====== DATA
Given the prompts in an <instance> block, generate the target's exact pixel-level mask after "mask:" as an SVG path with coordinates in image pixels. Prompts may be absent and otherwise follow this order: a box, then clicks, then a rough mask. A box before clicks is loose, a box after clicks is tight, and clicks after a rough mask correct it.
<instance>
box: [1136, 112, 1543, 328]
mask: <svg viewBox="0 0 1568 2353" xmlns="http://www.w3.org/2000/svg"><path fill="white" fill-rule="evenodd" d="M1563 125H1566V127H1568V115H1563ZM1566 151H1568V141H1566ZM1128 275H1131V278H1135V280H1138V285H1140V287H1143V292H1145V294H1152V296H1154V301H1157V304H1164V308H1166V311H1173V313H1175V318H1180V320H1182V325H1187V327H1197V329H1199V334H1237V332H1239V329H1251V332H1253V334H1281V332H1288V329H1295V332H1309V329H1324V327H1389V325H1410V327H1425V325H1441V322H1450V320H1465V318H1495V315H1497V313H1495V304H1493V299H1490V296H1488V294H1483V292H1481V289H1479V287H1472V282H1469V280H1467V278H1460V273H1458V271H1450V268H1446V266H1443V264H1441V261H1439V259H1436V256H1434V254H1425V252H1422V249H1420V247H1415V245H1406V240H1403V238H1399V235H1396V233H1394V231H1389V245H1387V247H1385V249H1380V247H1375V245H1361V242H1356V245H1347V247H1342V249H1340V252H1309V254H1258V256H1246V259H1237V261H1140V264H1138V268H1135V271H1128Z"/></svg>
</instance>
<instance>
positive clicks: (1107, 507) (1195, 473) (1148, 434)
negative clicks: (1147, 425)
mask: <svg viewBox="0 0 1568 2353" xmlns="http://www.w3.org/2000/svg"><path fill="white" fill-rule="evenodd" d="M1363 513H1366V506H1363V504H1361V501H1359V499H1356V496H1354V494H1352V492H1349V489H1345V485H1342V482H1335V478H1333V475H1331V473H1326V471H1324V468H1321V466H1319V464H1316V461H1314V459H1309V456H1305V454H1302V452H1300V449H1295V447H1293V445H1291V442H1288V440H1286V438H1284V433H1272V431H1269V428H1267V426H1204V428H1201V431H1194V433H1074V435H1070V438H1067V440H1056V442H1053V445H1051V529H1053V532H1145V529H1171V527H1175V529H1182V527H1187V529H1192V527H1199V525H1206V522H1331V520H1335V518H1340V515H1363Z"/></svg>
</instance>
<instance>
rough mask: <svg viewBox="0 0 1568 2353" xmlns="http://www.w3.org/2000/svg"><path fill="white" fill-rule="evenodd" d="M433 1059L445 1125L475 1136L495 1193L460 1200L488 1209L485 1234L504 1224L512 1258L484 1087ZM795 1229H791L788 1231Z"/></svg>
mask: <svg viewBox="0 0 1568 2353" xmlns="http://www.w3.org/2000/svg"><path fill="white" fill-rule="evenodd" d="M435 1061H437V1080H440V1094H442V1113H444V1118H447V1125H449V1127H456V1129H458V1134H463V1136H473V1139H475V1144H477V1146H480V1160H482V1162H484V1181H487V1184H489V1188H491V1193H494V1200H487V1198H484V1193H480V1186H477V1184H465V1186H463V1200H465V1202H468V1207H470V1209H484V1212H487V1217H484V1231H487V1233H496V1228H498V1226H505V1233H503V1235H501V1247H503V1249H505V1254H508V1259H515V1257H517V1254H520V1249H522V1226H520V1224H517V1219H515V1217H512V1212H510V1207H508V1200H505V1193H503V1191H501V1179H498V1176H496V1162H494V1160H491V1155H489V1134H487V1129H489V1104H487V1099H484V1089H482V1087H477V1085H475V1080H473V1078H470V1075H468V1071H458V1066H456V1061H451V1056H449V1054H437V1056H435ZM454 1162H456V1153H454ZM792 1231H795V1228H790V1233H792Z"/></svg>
============
WORK REQUIRED:
Exactly as they appear, restate all of the entries.

TASK ANSWER:
Given the prompts in an <instance> block, generate the target's exact pixel-level mask after "mask:" as an SVG path with coordinates in image pixels. Prompts may be absent and otherwise follow this order: a box, then clicks, then a rough mask. A box before clicks is loose, a box after clicks is tight, and clicks after a rough mask correct it.
<instance>
box: [1136, 112, 1543, 328]
mask: <svg viewBox="0 0 1568 2353" xmlns="http://www.w3.org/2000/svg"><path fill="white" fill-rule="evenodd" d="M1563 125H1566V127H1568V115H1563ZM1566 151H1568V141H1566ZM1128 275H1131V278H1135V280H1138V285H1140V287H1143V292H1145V294H1152V296H1154V301H1157V304H1164V308H1166V311H1173V313H1175V318H1180V320H1182V325H1187V327H1197V329H1199V334H1237V332H1239V329H1251V332H1253V334H1281V332H1288V329H1295V332H1309V329H1324V327H1389V325H1410V327H1425V325H1441V322H1450V320H1465V318H1495V315H1497V313H1495V304H1493V299H1490V296H1488V294H1483V292H1481V289H1479V287H1472V282H1469V280H1467V278H1460V273H1458V271H1450V268H1446V266H1443V264H1441V261H1439V259H1436V256H1434V254H1425V252H1422V249H1420V247H1415V245H1406V240H1403V238H1399V235H1396V233H1394V231H1389V245H1387V247H1385V249H1380V247H1375V245H1361V242H1356V245H1347V247H1342V249H1340V252H1309V254H1258V256H1246V259H1237V261H1140V264H1138V268H1135V271H1128Z"/></svg>
</instance>
<instance>
positive clicks: (1107, 507) (1195, 473) (1148, 434)
negative clicks: (1147, 425)
mask: <svg viewBox="0 0 1568 2353" xmlns="http://www.w3.org/2000/svg"><path fill="white" fill-rule="evenodd" d="M1363 513H1366V506H1363V504H1361V501H1359V499H1356V496H1354V494H1352V492H1349V489H1345V485H1342V482H1335V478H1333V475H1331V473H1326V471H1324V468H1321V466H1319V464H1316V461H1314V459H1309V456H1305V454H1302V452H1300V449H1295V447H1293V445H1291V442H1288V440H1286V438H1284V433H1272V431H1269V428H1267V426H1204V428H1201V431H1194V433H1074V435H1070V438H1067V440H1056V442H1053V445H1051V529H1053V532H1145V529H1171V527H1175V529H1182V527H1187V529H1192V527H1199V525H1206V522H1331V520H1335V518H1340V515H1363Z"/></svg>
</instance>
<instance>
rough mask: <svg viewBox="0 0 1568 2353" xmlns="http://www.w3.org/2000/svg"><path fill="white" fill-rule="evenodd" d="M433 1059L445 1125L475 1136L495 1193L460 1200L488 1209L485 1234L504 1224L512 1258L484 1087ZM795 1229H791L788 1231Z"/></svg>
mask: <svg viewBox="0 0 1568 2353" xmlns="http://www.w3.org/2000/svg"><path fill="white" fill-rule="evenodd" d="M435 1061H437V1080H440V1094H442V1113H444V1118H447V1125H449V1127H456V1129H458V1134H463V1136H473V1139H475V1144H477V1146H480V1160H482V1162H484V1181H487V1184H489V1188H491V1193H494V1200H487V1198H484V1193H480V1186H477V1184H465V1186H463V1200H465V1202H468V1207H470V1209H484V1212H487V1217H484V1231H487V1233H496V1228H498V1226H505V1233H503V1235H501V1247H503V1249H505V1254H508V1259H515V1257H517V1254H520V1249H522V1226H520V1224H517V1219H515V1217H512V1212H510V1207H508V1200H505V1193H503V1191H501V1179H498V1176H496V1162H494V1160H491V1155H489V1134H487V1129H489V1104H487V1099H484V1089H482V1087H477V1085H475V1080H473V1078H470V1075H468V1071H458V1066H456V1061H451V1056H449V1054H437V1056H435ZM454 1162H456V1153H454ZM792 1231H795V1228H790V1233H792Z"/></svg>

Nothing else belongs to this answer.